> **Task directions**: Will you extract the entries word for word? Images should not appear in the copy.

> **Records to process**:

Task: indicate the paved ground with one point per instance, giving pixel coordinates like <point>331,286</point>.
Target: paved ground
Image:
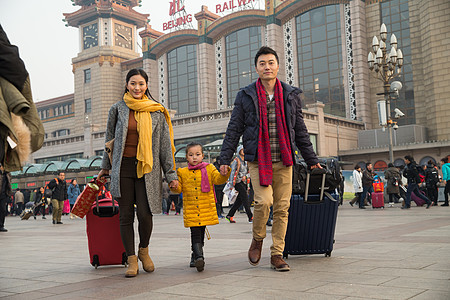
<point>379,254</point>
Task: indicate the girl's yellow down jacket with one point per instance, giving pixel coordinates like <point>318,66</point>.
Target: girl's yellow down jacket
<point>199,209</point>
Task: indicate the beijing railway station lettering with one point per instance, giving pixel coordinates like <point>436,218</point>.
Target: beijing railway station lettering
<point>178,14</point>
<point>231,4</point>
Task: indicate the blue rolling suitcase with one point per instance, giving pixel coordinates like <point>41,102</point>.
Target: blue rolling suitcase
<point>311,223</point>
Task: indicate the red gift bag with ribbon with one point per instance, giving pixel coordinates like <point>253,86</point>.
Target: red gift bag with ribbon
<point>87,197</point>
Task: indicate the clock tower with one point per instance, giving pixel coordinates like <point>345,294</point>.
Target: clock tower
<point>107,35</point>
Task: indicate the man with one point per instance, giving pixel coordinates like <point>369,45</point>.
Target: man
<point>5,194</point>
<point>367,181</point>
<point>412,174</point>
<point>19,201</point>
<point>268,115</point>
<point>445,179</point>
<point>58,186</point>
<point>357,185</point>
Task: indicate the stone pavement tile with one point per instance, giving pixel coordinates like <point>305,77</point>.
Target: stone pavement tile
<point>366,291</point>
<point>408,273</point>
<point>434,295</point>
<point>203,290</point>
<point>35,285</point>
<point>442,265</point>
<point>66,277</point>
<point>421,283</point>
<point>263,293</point>
<point>28,296</point>
<point>163,296</point>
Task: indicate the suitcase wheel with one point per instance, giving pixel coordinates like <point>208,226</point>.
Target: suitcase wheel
<point>95,261</point>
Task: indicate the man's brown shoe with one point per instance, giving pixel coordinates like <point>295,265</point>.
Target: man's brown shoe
<point>277,263</point>
<point>254,253</point>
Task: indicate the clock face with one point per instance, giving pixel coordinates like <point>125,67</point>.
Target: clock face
<point>123,36</point>
<point>90,36</point>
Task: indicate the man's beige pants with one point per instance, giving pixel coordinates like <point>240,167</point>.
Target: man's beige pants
<point>279,195</point>
<point>57,209</point>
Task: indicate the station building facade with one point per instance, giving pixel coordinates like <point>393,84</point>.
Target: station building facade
<point>322,46</point>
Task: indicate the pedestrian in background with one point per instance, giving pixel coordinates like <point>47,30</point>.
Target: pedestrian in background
<point>412,174</point>
<point>367,181</point>
<point>40,201</point>
<point>240,179</point>
<point>19,201</point>
<point>5,194</point>
<point>73,191</point>
<point>357,186</point>
<point>432,181</point>
<point>197,185</point>
<point>143,148</point>
<point>59,195</point>
<point>445,178</point>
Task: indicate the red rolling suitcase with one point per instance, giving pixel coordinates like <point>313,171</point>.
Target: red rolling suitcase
<point>103,232</point>
<point>417,200</point>
<point>377,200</point>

> **Task answer**:
Task: indicate the paved ground with one point per instance, giving pixel coordinates like <point>331,286</point>.
Target: paved ground
Image:
<point>379,254</point>
Task: indicate the girl's yellow down jacket with one point per instance, giving pixel coordinates like <point>318,66</point>.
Target: girl's yellow down jacket
<point>199,209</point>
Task: indicate the beijing railway station lettering with one point per instance, giving pixel coordinates like <point>436,218</point>.
Target: beijing railway station lettering
<point>178,14</point>
<point>231,4</point>
Task: indicate the blue rolling suitcase with one point per instance, giving pixel coordinates like <point>41,102</point>.
Target: blue rolling suitcase
<point>311,223</point>
Task: indicate the red gift bag with ribbon with one point per instance, giving pixel coordinates like <point>253,86</point>.
Target: red gift bag with ribbon
<point>87,197</point>
Task: indicate the clock tower with one point per instance, giving pixel coordinates like <point>345,294</point>.
Target: clock tower
<point>107,35</point>
Task: indicate the man with one point per instance, giving pixel coordinates like <point>369,45</point>.
Target: man
<point>5,194</point>
<point>367,181</point>
<point>412,174</point>
<point>19,201</point>
<point>268,115</point>
<point>445,179</point>
<point>58,186</point>
<point>357,185</point>
Task: indicate the stone pavement tile with one point per instance, giving pixel coordinates like <point>305,77</point>.
Target: stone pavement tile
<point>366,291</point>
<point>408,273</point>
<point>434,295</point>
<point>203,290</point>
<point>35,285</point>
<point>442,265</point>
<point>66,277</point>
<point>421,283</point>
<point>263,293</point>
<point>28,296</point>
<point>163,296</point>
Task: indicate the suitcase wheel with one point per instance, giving pixel coordinates like <point>208,226</point>.
Target: suitcase wheel
<point>95,261</point>
Task: indicate the man's brown shoe with one point per instance, giving pixel coordinates like <point>295,265</point>.
Target: man's brown shoe
<point>277,263</point>
<point>254,253</point>
Task: indicate the clock face with one point per instance, giving pixel coordinates like <point>125,67</point>.
Target: clock face
<point>123,36</point>
<point>90,36</point>
Task: indicate the man's beige pants with one point per instance, giving pixel coordinates like <point>240,167</point>.
Target: man's beige pants
<point>279,195</point>
<point>57,209</point>
Task: indicate the station building facade with one point per instance, giving pixel coordinates like <point>393,84</point>.
Target: station building facade
<point>322,46</point>
Task: indicate the pedestrian in background with one point per instance, giving pixel coordinates like <point>47,30</point>.
Target: pedestrian in background
<point>412,174</point>
<point>367,181</point>
<point>40,201</point>
<point>240,179</point>
<point>19,201</point>
<point>5,194</point>
<point>73,191</point>
<point>357,186</point>
<point>432,181</point>
<point>197,185</point>
<point>143,148</point>
<point>59,195</point>
<point>445,178</point>
Task: indicate the red rolling suitcase with one point per instance, giving pixel coordinates like <point>313,171</point>.
Target: red rolling suitcase
<point>103,232</point>
<point>417,200</point>
<point>377,200</point>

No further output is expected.